• **來源**:

Google Protocol Buffer( 簡稱 Protobuf) 是 Google 公司內部的混合語言數據標準。Protocol Buffers 是一種輕便高效的結構化數據存儲格式,可以用於結構化數據串行化,或者說序列化。它很適合做數據存儲或 RPC 數據交換格式。可用於通訊協議、數據存儲等領域的語言無關、平臺無關、可擴展的序列化結構數據格式。目前提供了 C++、Java、Python 三種語言的 API。
Protobuf 的優點
Protobuf 有如 XML,不過它更小、更快、也更簡單。你可以定義自己的數據結構,然後使用代碼生成器生成的代碼來讀寫這個數據結構。你甚至可以在無需重新部署程序的情況下更新數據結構。只需使用 Protobuf 對數據結構進行一次描述,即可利用各種不同語言或從各種不同數據流中對你的結構化數據輕鬆讀寫。
它有一個非常棒的特性,即“向後”兼容性好,人們不必破壞已部署的、依靠“老”數據格式的程序就可以對數據結構進行升級。這樣您的程序就可以不必擔心因爲消息結構的改變而造成的大規模的代碼重構或者遷移的問題。因爲添加新的消息中的 field 並不會引起已經發布的程序的任何改變。
Protobuf 語義更清晰,無需類似 XML 解析器的東西(因爲 Protobuf 編譯器會將 .proto 文件編譯生成對應的數據訪問類以對 Protobuf 數據進行序列化、反序列化操作)。
使用 Protobuf 無需學習複雜的文檔對象模型,Protobuf 的編程模式比較友好,簡單易學,同時它擁有良好的文檔和示例,對於喜歡簡單事物的人們而言,Protobuf 比其他的技術更加有吸引力。

• **題目說明**:
根據上面的 Protobuf 介紹回答:
(a) Protobuf 目前提供哪幾種語言的 API?
(b) 和 XML 相比,Protobuf 在哪三方面更勝一籌?
(c) 為什麼 Protobuf 不需要類似 XML 解析器的東西?

• **資料**:
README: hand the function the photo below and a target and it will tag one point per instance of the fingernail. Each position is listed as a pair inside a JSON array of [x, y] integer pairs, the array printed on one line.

• **回覆**:
(a) C++、Java、Python 三種語言。
(b) 更小、更快、更簡單。
(c) 因為 Protobuf 編譯器會將 .proto 文件編譯成對應的數據訪問類,用來對 Protobuf 數據做序列化和反序列化操作。